[[ AVAILABLE DATA, beginning ]]
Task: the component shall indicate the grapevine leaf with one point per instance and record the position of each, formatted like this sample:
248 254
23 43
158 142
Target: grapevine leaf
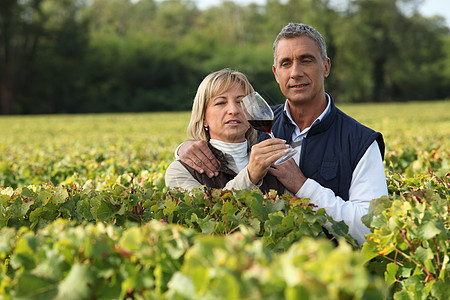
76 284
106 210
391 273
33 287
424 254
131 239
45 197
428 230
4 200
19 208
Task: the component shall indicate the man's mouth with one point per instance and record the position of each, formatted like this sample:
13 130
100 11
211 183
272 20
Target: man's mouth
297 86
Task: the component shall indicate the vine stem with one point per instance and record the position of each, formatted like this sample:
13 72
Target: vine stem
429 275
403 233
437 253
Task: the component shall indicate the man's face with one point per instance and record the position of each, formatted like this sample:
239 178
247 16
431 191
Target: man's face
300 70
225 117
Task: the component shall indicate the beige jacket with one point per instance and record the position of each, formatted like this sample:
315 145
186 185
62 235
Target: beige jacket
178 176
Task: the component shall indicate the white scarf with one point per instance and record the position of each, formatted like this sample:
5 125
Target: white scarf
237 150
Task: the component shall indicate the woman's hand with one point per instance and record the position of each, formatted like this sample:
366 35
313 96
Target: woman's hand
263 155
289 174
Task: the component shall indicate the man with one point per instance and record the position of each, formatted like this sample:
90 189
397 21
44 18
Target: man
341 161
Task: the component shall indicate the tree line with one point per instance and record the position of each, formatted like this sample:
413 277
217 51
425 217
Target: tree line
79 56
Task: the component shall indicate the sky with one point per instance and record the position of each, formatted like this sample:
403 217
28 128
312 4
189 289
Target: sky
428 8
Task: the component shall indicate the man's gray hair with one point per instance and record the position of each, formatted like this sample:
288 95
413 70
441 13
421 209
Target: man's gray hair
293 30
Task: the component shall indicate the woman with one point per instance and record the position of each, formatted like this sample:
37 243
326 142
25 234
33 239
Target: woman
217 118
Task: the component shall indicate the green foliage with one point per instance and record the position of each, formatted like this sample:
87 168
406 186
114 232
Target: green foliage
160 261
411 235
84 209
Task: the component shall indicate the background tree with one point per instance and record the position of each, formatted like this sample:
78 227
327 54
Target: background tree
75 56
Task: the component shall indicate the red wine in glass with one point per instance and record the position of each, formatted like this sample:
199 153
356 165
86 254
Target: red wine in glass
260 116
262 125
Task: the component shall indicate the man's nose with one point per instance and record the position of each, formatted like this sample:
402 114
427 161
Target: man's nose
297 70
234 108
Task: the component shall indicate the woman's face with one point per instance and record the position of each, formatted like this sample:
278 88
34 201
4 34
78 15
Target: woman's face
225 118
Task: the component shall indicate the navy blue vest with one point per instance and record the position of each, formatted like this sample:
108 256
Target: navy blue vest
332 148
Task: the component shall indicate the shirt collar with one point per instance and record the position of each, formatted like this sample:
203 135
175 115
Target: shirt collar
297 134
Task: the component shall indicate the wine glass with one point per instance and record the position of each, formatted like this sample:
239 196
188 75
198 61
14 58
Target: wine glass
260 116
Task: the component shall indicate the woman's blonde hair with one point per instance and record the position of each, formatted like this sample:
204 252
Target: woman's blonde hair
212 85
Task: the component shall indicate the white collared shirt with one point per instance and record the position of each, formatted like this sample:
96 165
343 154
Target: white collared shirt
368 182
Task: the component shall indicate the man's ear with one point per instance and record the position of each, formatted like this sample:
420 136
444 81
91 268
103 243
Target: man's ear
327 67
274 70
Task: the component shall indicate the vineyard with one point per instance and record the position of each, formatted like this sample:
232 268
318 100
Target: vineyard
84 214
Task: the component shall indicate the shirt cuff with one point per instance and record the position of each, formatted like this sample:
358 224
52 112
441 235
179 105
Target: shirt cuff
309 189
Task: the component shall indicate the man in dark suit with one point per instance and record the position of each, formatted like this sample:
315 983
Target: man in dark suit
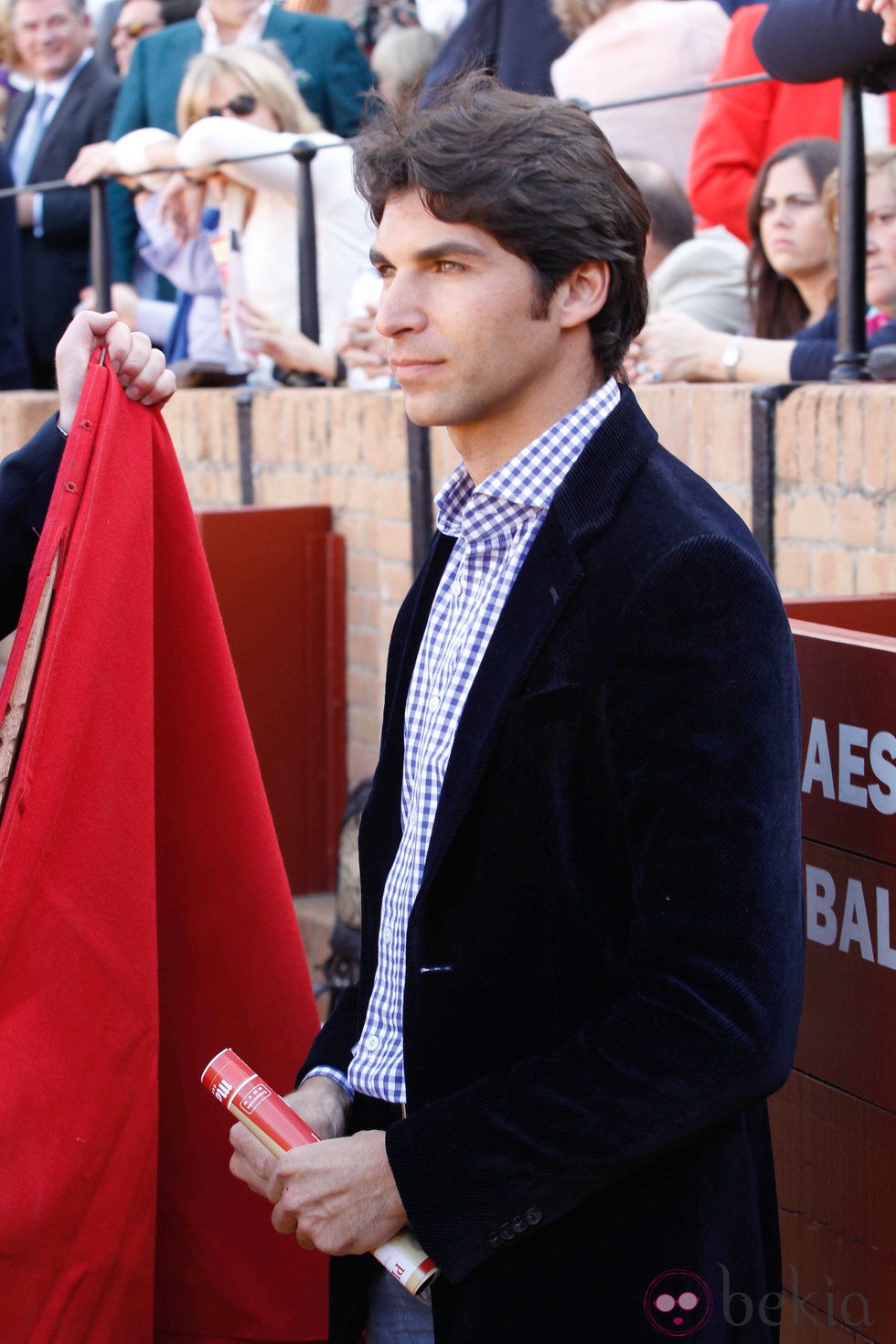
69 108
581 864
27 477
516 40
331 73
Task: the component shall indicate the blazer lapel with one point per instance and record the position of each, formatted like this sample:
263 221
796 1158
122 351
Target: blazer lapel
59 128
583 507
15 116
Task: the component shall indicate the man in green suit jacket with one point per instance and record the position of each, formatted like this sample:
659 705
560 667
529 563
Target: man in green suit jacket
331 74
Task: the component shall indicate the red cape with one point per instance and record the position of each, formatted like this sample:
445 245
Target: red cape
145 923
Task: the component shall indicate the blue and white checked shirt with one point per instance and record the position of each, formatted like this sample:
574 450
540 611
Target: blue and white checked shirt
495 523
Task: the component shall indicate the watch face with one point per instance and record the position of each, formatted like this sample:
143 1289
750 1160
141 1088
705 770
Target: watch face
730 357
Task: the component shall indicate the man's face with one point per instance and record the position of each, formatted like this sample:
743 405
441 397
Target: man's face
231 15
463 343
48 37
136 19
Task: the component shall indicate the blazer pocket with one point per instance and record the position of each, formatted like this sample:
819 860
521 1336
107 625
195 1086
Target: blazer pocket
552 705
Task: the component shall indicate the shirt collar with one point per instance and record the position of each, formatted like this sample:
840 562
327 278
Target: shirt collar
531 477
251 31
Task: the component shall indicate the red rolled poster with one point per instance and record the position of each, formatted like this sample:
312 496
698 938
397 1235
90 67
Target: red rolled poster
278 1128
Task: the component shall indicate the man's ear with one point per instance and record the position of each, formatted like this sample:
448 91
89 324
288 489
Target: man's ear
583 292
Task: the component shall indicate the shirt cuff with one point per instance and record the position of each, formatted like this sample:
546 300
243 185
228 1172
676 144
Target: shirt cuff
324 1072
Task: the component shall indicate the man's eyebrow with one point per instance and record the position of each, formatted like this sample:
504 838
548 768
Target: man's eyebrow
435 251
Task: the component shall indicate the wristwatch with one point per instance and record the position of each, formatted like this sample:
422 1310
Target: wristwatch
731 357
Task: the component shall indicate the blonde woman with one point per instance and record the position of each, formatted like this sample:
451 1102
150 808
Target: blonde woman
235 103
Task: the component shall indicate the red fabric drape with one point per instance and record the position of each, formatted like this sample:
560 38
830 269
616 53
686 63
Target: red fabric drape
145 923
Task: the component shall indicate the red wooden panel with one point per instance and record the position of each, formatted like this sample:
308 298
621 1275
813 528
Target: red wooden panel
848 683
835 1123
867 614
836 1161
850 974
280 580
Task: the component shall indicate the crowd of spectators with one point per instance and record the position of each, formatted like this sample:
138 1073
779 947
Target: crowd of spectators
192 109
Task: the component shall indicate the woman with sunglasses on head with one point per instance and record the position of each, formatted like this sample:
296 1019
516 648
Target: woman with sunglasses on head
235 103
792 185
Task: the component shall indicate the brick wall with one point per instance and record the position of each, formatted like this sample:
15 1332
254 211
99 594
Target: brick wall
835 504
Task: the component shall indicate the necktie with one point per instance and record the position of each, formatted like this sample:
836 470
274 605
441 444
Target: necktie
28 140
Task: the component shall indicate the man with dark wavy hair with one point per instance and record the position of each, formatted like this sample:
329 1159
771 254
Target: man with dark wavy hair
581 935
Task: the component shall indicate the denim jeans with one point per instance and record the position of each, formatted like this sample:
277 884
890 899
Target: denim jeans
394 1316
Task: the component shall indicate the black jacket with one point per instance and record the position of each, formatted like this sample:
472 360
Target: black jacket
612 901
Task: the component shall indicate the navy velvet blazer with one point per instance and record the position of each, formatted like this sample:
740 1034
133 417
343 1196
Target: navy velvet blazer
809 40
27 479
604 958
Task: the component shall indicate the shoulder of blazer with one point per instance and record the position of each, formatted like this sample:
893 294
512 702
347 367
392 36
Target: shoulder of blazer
[[ AVAILABLE DATA, end ]]
■ **PROBLEM**
Reproduce all of the entries above word for word, but leave out their pictures.

■ **COMPLETED EXERCISE**
Task: the component shall indicate the grapevine leaf with one point per instance and record the position of each, formatted like this sample:
248 254
23 43
158 142
Target: grapevine leaf
76 284
106 210
391 273
33 287
424 254
131 239
45 197
428 230
4 200
19 208
Task: the component shall indicate the man's mouth with one point per instance and record the position of each, formatted like this sample:
13 130
100 11
211 183
272 20
Target: man's mouth
297 86
Task: the component shall indicate the vine stem with one point per instance and record the position of each, formatted like this sample:
13 72
Target: vine stem
429 275
403 233
437 253
Task: the component shall indicate the man's face with one point per instance and record the position of each, formatted like this sample:
239 178
247 16
431 191
Target: man's face
300 70
225 117
Task: the component shall indicate the beige jacket with one point per instance and record the position of each, formatted like this sample:
315 145
186 185
62 235
Target: beige jacket
178 176
Task: the component shall indicate the white scarf with one point per instance and record the position of each, formatted like this sample:
5 125
Target: white scarf
237 150
Task: the component shall indicate the woman's hand with one point per instance and record the position of each, formatted like this sample:
366 35
313 96
Target: woman's hand
263 155
289 174
Task: the component shall indicate the man with one point per instance and record the position of each, formatted like this sample:
90 189
397 21
44 18
Target: man
341 161
Task: the component shall indicate the tree line with one point per instance and record the position of each, formatted like this sample:
413 277
217 51
425 217
Target: tree line
79 56
Task: the component shall indicate the sky with one point per instance and record the position of each, formatted like this sample:
403 217
28 128
312 4
189 289
Target: sky
428 8
Task: the component shall indicate the man's gray hair with one point per instance and record the position of each, formatted like this sample:
288 95
413 70
441 13
421 209
Target: man's gray hair
293 30
Task: the component shall indicate the woman with one point per instance and record the position of each, formatted like this sample:
37 243
326 142
25 234
33 239
Target: woman
217 118
Task: the component shall indicate the green foliage with one point per instance and record the position of each, formatted like this sample:
87 168
406 186
114 232
Target: green foliage
160 261
411 235
84 209
Task: the component shall indicate the background tree with one point per instance and record the position of each, formatted like this sample:
78 227
327 54
Target: background tree
75 56
Task: the component shall indicate the red wine in glass with one point per instance and record the position of each, formatted like this sample:
199 153
356 165
86 254
Target: red wine in glass
260 116
262 125
Task: the component shall indicate the man's nose with one point per instance and record the position of each, formatted like this sample:
402 114
427 161
Target: man's nose
297 70
234 108
Task: the component shall indicate the woman's face with one point per instance and record the position of each, formatted like this sample:
278 88
34 201
4 34
78 15
Target: woman's face
225 118
Task: the component shall indicate the navy blue vest with one point per instance and record the position of each, formatted like this sample:
108 256
Target: navy blue vest
332 148
Task: the component shall indicate the shirt collar with one point per instance and record the position of each, formatted like this sample:
203 135
175 115
Target: shirt collar
297 134
Task: the component shall indicate the wine glass with one point per instance and record the position of each, formatted like this sample:
239 196
188 75
198 61
14 58
Target: wine glass
260 116
Task: the component shall indicate the woman's blonde hair with one point per instance and record the position of each, formatted like this sample:
204 252
Target: woman's blonde hair
212 85
Task: the component shall indicate the white collared shirt with one point per instance and record the position of each, formatted like this sample:
96 165
343 154
Target: white collared shirt
368 182
Task: the component shall indicate the man's ear with one point per instance and record the position of each, formatted like this sample:
420 136
444 81
91 268
103 243
Target: man's ear
327 67
274 70
Task: the component shall indicate the vineyard with one point per instance and record the position of each, formatted like this sample:
232 268
318 100
Target: vineyard
84 214
Task: the component shall indicate the shirt cuff with one point per instance and record the position of each, formatted like this sample:
358 224
52 112
441 235
179 105
Target: shirt cuff
309 189
Task: the component shall indicate the man in dark suit with one point per instance and record the position of each, formatted like this sample:
315 983
Target: man in dark suit
69 108
581 864
27 477
516 40
331 73
Task: the component shall indicate the blazer lapel with one point per instance and record the position of each, formatted like this sample:
263 221
796 1158
122 351
Target: blazer lapel
59 128
583 507
15 116
Task: the component shall indicate the man in green suit jacket with one point per instance and record the position of each, formatted like this sample:
659 705
560 667
529 563
Target: man in green suit jacket
331 74
Task: the component shall indicate the red cape with one point per instance and record the position of each, formatted like this sample:
445 245
Target: red cape
145 923
Task: the component shall indicate the blue and white checked shirt with one point per instance and record the position of each, formatted like this sample:
574 450
540 611
Target: blue and white checked shirt
495 523
Task: the component shall indicate the watch face with one point per instance and record the position of each, formatted like this sample:
143 1289
750 1160
141 1088
705 770
Target: watch face
730 357
Task: the component shall indicate the man's face with one point per instance and record the position of each, formatted like this sample:
743 405
441 397
Target: man's face
231 15
463 343
48 37
136 19
Task: the component shall indicate the blazer pocket with one point per instance and record the position of each, formatted like this sample:
819 860
521 1336
107 625
195 1086
Target: blazer pocket
552 705
Task: the component shall indicate the shirt collar with one point per instance and record the position of each, formatted like this sample:
840 562
327 278
Target: shirt collar
531 477
251 31
Task: the component shall indicate the red rolled poster with one point per instance and record the position of each, formatted like this sample:
312 496
698 938
397 1235
90 67
Target: red rolled poster
278 1128
Task: the component shall indicate the man's ear with one point per instance and record the position of each, formatted like this sample:
448 91
89 324
288 489
Target: man's ear
583 292
Task: the component shall indicate the shirt cuff with one point per instance and record the position of each, formatted like this sample:
546 300
243 185
228 1172
676 144
Target: shirt cuff
324 1072
Task: the component shall indicate the man's eyebrow with one point per instance and record the position of each, formatted like this sample:
504 838
548 768
Target: man's eyebrow
435 251
Task: the component shall indicate the wristwatch with one point per instance and record the position of each, formatted like this sample:
422 1310
Target: wristwatch
731 357
Task: the component shall indicate the blonde woman with one point per instance and record the position of each, formatted like this sample:
451 1102
150 808
Target: blonde woman
235 103
Task: the component shall indicate the red fabric drape with one point per instance and record the position of each, formatted like this sample:
560 38
830 269
616 53
686 63
Target: red fabric drape
145 923
Task: the component shall indicate the red wooden panel with one point per instance and record the position of each, formatted like this sample:
308 298
621 1275
813 528
Target: red wooden panel
848 683
835 1123
867 614
836 1161
850 974
280 580
Task: the component shall indicate the crowd of spectators with one point per instance and record the position of each, formatted like this sample:
138 1073
779 947
Target: crowd of spectators
192 109
Task: the component shall indicate the woman with sunglasses on head with one point per instance and record the position of each, formatted like this sample:
296 1019
516 648
Target: woman with sunglasses on head
235 103
792 185
Task: the component shall indicate the brick wall with one point per instance and record the position of each, formatted like this sample:
15 1332
254 211
99 594
Target: brick wall
835 504
Task: the component shall indicate the necktie with one point per instance and record the position of each, formatted like this sample:
836 470
274 605
441 444
Target: necktie
28 140
Task: the component shall indicate the man with dark wavy hair with one point per instance and record the position of each, formatted like this sample:
329 1159
771 254
Target: man with dark wavy hair
581 935
Task: the component shall indicate the denim jeans with one point per instance and record the position of each, formatted like this sample:
277 884
890 899
Target: denim jeans
394 1316
Task: the component shall indicate the black jacket with one point per instance and record the position of each, formatted like this sample:
472 360
Target: black jacket
612 901
Task: the component shall indicate the navy velvet blazer with one point per instance and record the position of each, formatted like this sample:
740 1034
133 417
343 1196
Target: navy velvet blazer
809 40
27 479
604 958
Task: the component shall indicate the shoulder of blazer with one point per instance and record the position of each, formatted like this sample:
893 294
512 702
347 367
392 36
Target: shoulder of blazer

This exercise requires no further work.